Problem to work on:
Write the records out once more, so that nothing differs from the original.

Items from a data source
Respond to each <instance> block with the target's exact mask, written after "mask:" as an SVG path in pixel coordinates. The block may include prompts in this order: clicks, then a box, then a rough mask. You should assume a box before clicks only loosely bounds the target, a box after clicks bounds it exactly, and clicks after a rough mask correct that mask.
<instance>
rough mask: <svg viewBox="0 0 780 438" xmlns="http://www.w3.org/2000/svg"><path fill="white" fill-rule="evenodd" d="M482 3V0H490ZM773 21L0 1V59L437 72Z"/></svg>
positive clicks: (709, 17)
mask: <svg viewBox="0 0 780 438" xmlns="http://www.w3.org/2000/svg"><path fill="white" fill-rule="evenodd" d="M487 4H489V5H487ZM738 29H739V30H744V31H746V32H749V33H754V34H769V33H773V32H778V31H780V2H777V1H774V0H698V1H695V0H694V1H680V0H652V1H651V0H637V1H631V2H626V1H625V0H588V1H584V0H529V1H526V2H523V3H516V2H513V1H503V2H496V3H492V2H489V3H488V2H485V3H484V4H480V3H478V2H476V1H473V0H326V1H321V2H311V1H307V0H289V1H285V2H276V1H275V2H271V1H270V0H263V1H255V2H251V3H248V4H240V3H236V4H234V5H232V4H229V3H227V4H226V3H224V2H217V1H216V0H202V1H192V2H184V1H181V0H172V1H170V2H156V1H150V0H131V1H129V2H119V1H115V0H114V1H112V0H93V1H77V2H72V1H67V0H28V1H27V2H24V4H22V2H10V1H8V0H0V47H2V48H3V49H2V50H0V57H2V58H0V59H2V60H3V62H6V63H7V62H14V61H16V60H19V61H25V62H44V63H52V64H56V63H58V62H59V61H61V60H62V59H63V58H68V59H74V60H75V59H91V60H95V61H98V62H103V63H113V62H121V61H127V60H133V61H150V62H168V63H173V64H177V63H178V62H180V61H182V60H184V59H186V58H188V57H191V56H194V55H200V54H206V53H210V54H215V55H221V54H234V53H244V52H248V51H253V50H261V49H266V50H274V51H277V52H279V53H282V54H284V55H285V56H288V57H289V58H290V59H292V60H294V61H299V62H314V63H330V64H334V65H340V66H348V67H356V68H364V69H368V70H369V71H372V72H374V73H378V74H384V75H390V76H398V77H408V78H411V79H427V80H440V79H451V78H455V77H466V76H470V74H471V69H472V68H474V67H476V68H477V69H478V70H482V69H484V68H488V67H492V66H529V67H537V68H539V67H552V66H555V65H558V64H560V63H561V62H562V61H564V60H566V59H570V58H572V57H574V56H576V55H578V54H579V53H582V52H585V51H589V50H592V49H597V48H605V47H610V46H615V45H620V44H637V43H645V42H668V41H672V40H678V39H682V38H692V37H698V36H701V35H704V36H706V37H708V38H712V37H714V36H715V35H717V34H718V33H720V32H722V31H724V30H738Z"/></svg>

Exercise solution:
Respond to each <instance> block with the target's exact mask, written after "mask:" as an SVG path in pixel coordinates. The block may include prompts in this order: clicks, then a box, then a rough mask. You should assume a box before clicks only loosely bounds the target, a box after clicks bounds it exactly, and clicks after a rough mask correct that mask.
<instance>
rough mask: <svg viewBox="0 0 780 438" xmlns="http://www.w3.org/2000/svg"><path fill="white" fill-rule="evenodd" d="M482 3V0H490ZM773 21L0 1V59L437 72Z"/></svg>
positive clicks: (709, 17)
mask: <svg viewBox="0 0 780 438" xmlns="http://www.w3.org/2000/svg"><path fill="white" fill-rule="evenodd" d="M487 4H489V5H487ZM738 29H739V30H744V31H746V32H749V33H754V34H769V33H773V32H778V31H780V2H777V1H774V0H698V1H695V0H694V1H680V0H652V1H651V0H637V1H631V2H626V1H625V0H588V1H584V0H529V1H526V2H523V3H516V2H513V1H503V2H496V3H492V2H489V3H488V2H485V3H484V4H480V3H478V2H476V1H473V0H326V1H321V2H311V1H307V0H289V1H285V2H276V1H275V2H271V1H270V0H263V1H255V2H251V3H248V4H240V3H236V4H234V5H232V4H229V3H227V4H226V3H224V2H217V1H216V0H202V1H192V2H184V1H181V0H172V1H170V2H156V1H150V0H131V1H129V2H119V1H115V0H114V1H112V0H93V1H77V2H72V1H67V0H28V1H27V2H24V4H22V2H10V1H8V0H0V47H2V48H3V49H2V50H0V57H2V58H0V59H2V60H3V62H6V63H7V62H14V61H16V60H19V61H25V62H44V63H52V64H56V63H58V62H59V61H61V60H62V59H63V58H68V59H74V60H75V59H91V60H95V61H98V62H103V63H113V62H121V61H127V60H133V61H150V62H168V63H173V64H177V63H178V62H180V61H182V60H184V59H186V58H188V57H191V56H194V55H200V54H206V53H210V54H215V55H221V54H234V53H244V52H248V51H253V50H261V49H266V50H274V51H277V52H279V53H282V54H284V55H285V56H288V57H289V58H290V59H292V60H294V61H299V62H314V63H330V64H334V65H340V66H348V67H356V68H364V69H368V70H369V71H372V72H374V73H378V74H384V75H390V76H398V77H408V78H411V79H427V80H440V79H451V78H455V77H466V76H470V74H471V69H472V68H474V67H476V68H477V69H478V70H482V69H484V68H488V67H492V66H529V67H537V68H539V67H552V66H555V65H558V64H560V63H561V62H562V61H564V60H566V59H570V58H572V57H574V56H576V55H578V54H579V53H582V52H585V51H589V50H592V49H597V48H605V47H610V46H615V45H620V44H637V43H645V42H668V41H672V40H678V39H682V38H692V37H698V36H701V35H704V36H706V37H708V38H712V37H714V36H715V35H717V34H718V33H720V32H722V31H724V30H738Z"/></svg>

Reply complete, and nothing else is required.